The lines to return are the one containing "Please locate the large" and all that follow it in the entries below, duplicated exactly and nothing else.

(Referring expression pointing data)
===

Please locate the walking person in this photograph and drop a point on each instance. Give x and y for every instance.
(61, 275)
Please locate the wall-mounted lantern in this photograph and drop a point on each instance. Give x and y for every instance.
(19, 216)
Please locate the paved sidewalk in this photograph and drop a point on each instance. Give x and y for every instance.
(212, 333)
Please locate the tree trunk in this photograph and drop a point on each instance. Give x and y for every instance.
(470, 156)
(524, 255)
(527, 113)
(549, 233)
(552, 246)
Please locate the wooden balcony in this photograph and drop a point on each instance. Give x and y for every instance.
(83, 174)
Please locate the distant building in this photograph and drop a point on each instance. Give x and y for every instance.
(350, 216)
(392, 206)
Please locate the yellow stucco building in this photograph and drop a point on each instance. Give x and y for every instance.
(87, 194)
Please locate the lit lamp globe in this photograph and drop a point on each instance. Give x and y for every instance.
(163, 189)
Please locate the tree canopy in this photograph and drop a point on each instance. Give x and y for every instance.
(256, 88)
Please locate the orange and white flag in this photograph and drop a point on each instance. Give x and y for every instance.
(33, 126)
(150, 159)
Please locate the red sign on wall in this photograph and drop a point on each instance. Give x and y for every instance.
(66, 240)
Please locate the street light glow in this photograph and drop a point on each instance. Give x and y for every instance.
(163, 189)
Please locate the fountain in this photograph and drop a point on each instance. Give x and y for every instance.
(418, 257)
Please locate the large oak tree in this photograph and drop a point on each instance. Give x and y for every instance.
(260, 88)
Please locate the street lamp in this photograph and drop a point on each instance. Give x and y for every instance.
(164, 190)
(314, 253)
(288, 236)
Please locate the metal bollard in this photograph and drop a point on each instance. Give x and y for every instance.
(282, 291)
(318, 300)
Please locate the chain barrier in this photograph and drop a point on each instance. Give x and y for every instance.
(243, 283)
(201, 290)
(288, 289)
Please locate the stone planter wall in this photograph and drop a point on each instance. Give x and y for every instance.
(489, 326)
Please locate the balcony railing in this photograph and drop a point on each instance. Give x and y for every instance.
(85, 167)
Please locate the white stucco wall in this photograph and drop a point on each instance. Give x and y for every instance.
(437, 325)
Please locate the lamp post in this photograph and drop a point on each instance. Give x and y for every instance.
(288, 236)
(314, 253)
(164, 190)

===

> _Result of the exercise_
Please locate the large oak tree in this photograph and drop a point on each instance. Give x and y for every instance.
(260, 88)
Please locate the street lamp in this photograph and drop a point on each instance. Give x and y for every instance.
(164, 190)
(314, 253)
(288, 236)
Please locate the metal bollard in this photograph and drop a point on each instance. Give x and y for every instance.
(282, 291)
(318, 300)
Please locate the chain barrier in this photograph and drop a point on each instance. Give x and y for every instance.
(243, 283)
(201, 290)
(288, 289)
Please locate the stone planter wall in this photograph and drop a point on each instance. Give x and y for every instance.
(489, 326)
Please locate the balcony railing in this photograph and drop a point on each instance. Give x and y for every instance.
(85, 167)
Please locate the white stucco wall in this photograph and drop a point on each instance. Give x and y for every instance.
(437, 325)
Please locate the lamp post in this photograph and drop a point on each instance. Give x and y for every instance.
(288, 236)
(314, 253)
(164, 190)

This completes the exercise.